§ Brief 1
List every word or phrase that appears inside double quotation marks in the forum thread.
§ Brief 2
From the forum thread, extract the passage from "## eurotrashrabbit (Oct" up to and including "about her legs.", keeping every word the same.

§ Text block
# Why does no post in here



## eurotrashrabbit (Oct 25, 2001)

Here is picture for your enjoyment


----------



## prettygoodgolf (Feb 10, 2000)

*Re: Why does no post in here (eurotrashrabbit)*

Because (sigh), nobody remembers them. Because they never noticed the cars, and especially because they never drove one. I did, fresh out of college, with $500 in my pocket. In a brisk dash through the hills and cleavages of suburban Nashville, a sexy German emigre, with slim legs unshaven, introduced me to the best-handling sedan ever made, I guess. But I'm sure about her legs.
I drove her US-model 1000 TT for five years, then tried to "go straight" with a VW Squareback. When I found another TT, I was back on the wild side for another five years. The driving never failed to delight me, though there was always uncertainty about when you'd arrive, and what new parts you might need along the way. For at the parts counter, "NSU" always stood for "non-standard unit."

§ Material supplied
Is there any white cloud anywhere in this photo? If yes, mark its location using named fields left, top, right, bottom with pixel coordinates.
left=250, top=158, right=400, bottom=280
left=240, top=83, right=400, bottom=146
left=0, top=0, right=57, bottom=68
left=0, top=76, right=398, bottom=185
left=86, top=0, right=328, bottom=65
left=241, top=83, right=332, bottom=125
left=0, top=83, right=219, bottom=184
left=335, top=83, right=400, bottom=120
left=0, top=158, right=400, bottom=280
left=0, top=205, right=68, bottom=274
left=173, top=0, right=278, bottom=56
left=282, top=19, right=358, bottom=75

§ Correct result 1
- "go straight"
- "NSU"
- "non-standard unit"

§ Correct result 2
## eurotrashrabbit (Oct 25, 2001)

Here is picture for your enjoyment


----------



## prettygoodgolf (Feb 10, 2000)

*Re: Why does no post in here (eurotrashrabbit)*

Because (sigh), nobody remembers them. Because they never noticed the cars, and especially because they never drove one. I did, fresh out of college, with $500 in my pocket. In a brisk dash through the hills and cleavages of suburban Nashville, a sexy German emigre, with slim legs unshaven, introduced me to the best-handling sedan ever made, I guess. But I'm sure about her legs.